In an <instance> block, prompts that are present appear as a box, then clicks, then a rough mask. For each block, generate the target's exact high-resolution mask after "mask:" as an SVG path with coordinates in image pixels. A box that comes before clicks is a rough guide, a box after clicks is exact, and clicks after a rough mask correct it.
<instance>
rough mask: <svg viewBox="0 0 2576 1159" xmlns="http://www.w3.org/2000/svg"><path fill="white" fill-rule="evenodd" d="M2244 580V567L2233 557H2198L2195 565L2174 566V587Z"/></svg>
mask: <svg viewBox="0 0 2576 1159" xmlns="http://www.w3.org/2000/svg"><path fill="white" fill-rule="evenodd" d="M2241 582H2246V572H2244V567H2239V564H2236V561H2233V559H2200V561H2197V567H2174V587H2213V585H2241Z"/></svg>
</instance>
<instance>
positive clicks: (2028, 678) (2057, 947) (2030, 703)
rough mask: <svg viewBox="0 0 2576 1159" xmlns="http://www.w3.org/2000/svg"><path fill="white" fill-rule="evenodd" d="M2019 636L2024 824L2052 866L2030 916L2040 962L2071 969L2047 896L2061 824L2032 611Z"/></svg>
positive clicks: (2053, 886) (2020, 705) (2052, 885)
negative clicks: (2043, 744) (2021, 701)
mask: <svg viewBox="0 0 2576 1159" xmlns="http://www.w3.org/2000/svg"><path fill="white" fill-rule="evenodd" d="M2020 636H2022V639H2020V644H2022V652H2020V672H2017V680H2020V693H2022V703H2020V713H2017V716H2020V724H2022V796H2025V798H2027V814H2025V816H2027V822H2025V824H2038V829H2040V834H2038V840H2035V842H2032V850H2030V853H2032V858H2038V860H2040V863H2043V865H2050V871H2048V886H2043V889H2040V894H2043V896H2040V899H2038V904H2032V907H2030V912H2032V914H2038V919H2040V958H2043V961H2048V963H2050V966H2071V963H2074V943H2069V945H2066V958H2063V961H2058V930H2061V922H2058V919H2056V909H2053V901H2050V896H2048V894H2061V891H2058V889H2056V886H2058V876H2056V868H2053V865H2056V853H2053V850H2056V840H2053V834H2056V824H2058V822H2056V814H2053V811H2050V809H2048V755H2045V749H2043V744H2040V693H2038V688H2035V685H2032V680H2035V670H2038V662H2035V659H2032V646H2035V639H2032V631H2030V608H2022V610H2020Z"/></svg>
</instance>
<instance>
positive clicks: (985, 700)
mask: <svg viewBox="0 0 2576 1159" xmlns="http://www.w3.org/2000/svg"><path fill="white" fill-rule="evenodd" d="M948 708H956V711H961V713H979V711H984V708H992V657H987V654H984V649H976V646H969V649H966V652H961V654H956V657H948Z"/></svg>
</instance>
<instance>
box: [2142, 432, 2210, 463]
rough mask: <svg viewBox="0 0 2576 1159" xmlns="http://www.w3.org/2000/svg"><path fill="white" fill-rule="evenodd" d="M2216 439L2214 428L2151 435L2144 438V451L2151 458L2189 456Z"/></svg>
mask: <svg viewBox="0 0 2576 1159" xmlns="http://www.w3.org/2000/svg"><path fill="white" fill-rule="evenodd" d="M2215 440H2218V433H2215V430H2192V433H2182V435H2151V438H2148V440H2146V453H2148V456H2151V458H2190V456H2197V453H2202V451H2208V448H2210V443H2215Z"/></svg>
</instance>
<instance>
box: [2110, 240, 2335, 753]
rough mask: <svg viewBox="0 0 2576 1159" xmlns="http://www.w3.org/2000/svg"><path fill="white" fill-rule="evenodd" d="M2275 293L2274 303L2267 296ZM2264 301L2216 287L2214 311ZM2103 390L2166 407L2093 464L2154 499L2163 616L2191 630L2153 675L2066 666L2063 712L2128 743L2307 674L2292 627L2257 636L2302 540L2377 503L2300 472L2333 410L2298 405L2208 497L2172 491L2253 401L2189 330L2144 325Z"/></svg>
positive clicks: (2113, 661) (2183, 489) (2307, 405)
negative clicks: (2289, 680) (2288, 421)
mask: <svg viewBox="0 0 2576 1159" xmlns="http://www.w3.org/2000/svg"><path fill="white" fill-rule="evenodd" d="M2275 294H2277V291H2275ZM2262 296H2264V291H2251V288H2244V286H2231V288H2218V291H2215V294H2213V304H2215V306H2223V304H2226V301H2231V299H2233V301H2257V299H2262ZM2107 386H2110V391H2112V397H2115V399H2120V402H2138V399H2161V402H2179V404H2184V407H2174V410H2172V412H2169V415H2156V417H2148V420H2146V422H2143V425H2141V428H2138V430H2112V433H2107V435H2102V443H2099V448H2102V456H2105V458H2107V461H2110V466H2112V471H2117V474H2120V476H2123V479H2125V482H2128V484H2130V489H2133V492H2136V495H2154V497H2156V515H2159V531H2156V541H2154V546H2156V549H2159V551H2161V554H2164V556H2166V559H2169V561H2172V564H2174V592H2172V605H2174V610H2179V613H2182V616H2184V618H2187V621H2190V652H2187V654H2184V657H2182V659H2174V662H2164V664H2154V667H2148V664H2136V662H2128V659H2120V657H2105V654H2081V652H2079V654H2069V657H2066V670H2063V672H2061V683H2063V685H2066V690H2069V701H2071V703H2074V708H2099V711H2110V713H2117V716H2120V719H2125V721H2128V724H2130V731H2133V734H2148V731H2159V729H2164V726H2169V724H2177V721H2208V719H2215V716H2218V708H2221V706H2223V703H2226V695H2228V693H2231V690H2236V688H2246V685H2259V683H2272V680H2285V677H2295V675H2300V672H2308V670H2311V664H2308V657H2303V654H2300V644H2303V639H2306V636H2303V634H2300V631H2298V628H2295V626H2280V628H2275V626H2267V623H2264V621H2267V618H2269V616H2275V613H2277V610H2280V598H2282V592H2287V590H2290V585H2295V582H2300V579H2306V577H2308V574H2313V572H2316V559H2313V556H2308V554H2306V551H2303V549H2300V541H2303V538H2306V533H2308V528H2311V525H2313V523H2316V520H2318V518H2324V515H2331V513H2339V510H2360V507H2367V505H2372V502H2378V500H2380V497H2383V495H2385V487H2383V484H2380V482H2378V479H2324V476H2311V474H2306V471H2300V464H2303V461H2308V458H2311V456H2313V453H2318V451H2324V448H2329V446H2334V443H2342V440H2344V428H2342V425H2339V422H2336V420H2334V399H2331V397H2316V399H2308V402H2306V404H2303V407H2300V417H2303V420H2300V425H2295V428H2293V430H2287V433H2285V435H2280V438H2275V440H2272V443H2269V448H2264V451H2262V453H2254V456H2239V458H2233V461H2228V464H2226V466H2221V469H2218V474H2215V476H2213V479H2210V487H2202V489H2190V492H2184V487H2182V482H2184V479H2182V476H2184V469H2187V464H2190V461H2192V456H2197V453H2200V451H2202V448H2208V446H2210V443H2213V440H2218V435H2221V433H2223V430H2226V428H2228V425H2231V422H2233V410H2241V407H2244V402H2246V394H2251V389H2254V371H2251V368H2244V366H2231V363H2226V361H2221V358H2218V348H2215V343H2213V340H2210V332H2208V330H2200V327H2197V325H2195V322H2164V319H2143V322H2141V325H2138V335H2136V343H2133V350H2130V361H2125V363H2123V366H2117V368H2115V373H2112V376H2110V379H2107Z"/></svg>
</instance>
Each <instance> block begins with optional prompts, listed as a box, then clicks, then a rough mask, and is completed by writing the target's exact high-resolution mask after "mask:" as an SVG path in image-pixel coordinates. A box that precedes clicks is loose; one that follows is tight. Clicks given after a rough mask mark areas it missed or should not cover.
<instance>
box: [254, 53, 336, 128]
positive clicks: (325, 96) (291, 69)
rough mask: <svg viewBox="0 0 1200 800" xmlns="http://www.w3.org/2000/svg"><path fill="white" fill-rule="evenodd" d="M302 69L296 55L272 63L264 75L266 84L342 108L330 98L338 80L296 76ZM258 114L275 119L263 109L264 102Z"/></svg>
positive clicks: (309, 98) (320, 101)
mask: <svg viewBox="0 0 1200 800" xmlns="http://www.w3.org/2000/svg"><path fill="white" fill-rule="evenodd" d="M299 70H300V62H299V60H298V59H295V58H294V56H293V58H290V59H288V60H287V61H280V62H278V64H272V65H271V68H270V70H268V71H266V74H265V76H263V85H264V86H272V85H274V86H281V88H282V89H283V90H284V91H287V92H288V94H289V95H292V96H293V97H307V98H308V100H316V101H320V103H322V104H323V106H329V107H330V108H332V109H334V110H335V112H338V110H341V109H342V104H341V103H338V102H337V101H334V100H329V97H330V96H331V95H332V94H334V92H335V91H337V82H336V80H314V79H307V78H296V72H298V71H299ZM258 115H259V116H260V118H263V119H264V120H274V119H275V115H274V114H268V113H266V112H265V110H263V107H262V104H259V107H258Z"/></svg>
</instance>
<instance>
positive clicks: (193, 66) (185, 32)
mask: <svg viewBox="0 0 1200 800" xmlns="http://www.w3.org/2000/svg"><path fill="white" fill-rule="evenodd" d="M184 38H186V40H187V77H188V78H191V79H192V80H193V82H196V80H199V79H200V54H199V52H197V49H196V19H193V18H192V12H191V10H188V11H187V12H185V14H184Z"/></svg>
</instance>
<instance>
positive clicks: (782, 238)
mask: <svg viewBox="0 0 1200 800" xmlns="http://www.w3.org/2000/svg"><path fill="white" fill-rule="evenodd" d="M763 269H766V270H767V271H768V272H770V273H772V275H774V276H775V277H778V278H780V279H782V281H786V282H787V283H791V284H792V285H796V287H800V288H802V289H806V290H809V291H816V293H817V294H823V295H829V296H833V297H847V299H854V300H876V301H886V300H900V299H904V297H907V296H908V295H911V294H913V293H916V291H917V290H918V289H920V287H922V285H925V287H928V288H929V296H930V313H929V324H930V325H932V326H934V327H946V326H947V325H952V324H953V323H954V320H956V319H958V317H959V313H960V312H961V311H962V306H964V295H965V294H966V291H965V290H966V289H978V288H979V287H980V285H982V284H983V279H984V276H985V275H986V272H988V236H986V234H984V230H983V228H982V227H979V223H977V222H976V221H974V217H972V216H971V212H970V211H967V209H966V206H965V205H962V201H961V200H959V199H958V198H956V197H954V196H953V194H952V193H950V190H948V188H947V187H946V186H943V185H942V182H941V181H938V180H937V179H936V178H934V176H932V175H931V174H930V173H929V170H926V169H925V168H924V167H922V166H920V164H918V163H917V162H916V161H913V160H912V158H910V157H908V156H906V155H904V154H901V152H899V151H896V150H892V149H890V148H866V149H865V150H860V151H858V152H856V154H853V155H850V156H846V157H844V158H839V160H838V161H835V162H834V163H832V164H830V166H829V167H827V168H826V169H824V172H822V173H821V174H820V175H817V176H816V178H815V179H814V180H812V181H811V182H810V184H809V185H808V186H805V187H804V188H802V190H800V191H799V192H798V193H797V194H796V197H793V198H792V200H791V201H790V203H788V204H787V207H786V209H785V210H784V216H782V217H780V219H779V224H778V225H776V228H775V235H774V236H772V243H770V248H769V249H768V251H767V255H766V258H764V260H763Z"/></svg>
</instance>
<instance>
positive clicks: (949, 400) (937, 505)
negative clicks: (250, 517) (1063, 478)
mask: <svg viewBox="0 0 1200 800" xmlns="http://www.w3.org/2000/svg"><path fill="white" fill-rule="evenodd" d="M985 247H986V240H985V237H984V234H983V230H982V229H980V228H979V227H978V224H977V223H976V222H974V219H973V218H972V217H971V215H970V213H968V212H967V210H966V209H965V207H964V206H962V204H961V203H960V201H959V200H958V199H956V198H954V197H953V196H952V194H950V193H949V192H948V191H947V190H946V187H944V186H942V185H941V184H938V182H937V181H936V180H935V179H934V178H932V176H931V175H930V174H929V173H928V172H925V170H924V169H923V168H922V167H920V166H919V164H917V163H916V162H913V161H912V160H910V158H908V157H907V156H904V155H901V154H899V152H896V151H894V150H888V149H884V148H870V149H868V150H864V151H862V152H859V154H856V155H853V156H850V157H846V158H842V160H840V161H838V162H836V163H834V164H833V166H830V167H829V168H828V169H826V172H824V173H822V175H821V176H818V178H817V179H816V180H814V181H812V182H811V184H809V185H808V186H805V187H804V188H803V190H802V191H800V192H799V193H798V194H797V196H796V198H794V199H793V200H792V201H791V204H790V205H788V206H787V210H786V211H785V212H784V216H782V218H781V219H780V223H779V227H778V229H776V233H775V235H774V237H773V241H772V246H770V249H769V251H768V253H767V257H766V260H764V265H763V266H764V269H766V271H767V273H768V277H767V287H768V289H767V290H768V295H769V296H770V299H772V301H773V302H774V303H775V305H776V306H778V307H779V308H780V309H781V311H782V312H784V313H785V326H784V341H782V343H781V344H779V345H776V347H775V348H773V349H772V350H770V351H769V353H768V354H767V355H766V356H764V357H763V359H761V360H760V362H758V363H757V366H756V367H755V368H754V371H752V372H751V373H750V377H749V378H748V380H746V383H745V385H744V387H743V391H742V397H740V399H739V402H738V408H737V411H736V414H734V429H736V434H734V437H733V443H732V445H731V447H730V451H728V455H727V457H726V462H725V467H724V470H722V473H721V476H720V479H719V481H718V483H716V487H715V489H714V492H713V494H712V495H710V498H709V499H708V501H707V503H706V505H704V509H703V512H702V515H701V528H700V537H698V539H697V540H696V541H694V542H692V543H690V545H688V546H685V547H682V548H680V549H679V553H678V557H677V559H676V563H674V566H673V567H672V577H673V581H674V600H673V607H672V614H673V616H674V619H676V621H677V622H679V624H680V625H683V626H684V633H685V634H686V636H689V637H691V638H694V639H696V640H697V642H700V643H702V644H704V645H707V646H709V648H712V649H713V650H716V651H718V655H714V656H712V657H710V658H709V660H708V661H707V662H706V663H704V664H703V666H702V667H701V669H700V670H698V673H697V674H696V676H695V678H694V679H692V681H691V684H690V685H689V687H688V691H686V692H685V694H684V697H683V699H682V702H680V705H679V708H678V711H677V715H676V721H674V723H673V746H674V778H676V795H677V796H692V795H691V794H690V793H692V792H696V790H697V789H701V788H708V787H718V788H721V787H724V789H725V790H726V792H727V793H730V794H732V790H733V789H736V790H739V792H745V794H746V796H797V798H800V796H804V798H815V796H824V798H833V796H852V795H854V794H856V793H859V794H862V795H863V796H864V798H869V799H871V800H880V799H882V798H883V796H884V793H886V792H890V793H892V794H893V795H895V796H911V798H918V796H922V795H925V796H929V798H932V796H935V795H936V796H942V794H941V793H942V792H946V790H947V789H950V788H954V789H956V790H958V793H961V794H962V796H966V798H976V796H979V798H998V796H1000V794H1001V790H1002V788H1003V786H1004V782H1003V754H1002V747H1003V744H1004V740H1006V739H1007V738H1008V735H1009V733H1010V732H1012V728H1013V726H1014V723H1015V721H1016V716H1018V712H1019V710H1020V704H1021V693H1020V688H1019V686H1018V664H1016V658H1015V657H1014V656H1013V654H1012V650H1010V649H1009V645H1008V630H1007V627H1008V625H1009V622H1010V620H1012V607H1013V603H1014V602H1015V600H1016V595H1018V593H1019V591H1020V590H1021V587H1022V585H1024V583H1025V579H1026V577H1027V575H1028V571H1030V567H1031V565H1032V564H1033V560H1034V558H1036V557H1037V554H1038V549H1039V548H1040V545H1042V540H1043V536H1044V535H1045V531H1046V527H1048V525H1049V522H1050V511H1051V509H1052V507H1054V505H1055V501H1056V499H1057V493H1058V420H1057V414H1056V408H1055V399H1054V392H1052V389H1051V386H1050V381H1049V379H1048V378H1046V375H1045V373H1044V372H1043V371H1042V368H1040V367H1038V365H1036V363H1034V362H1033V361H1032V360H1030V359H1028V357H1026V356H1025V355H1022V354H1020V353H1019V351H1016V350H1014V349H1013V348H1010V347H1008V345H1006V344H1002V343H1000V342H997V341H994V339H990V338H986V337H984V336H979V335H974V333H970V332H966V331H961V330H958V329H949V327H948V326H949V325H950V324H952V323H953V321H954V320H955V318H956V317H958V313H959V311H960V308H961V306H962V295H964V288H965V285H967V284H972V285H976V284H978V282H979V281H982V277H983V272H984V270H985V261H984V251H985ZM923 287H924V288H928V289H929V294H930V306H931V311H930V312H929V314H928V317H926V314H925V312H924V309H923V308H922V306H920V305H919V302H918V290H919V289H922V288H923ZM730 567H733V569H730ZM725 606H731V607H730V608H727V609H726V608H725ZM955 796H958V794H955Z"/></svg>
§
Of all the lines in the data above, show only those that hold the word "after".

In an <instance> block, prompts that are present appear as a box, then clicks, then a rough mask. For each block, generate the target's exact high-resolution mask after "mask:" as an SVG path with coordinates in image pixels. A box that comes before clicks is a rough guide, a box after clicks is exact, and clicks after a rough mask correct it.
Each <instance> block begins with optional prompts, listed as a box, then clicks, then a rough mask, and is completed by writing the target's exact high-resolution mask after "mask:" as an SVG path in image-pixel coordinates. A box that precedes clicks is loose; one that follows is tight. Clicks given after a rough mask mark areas it missed or should not cover.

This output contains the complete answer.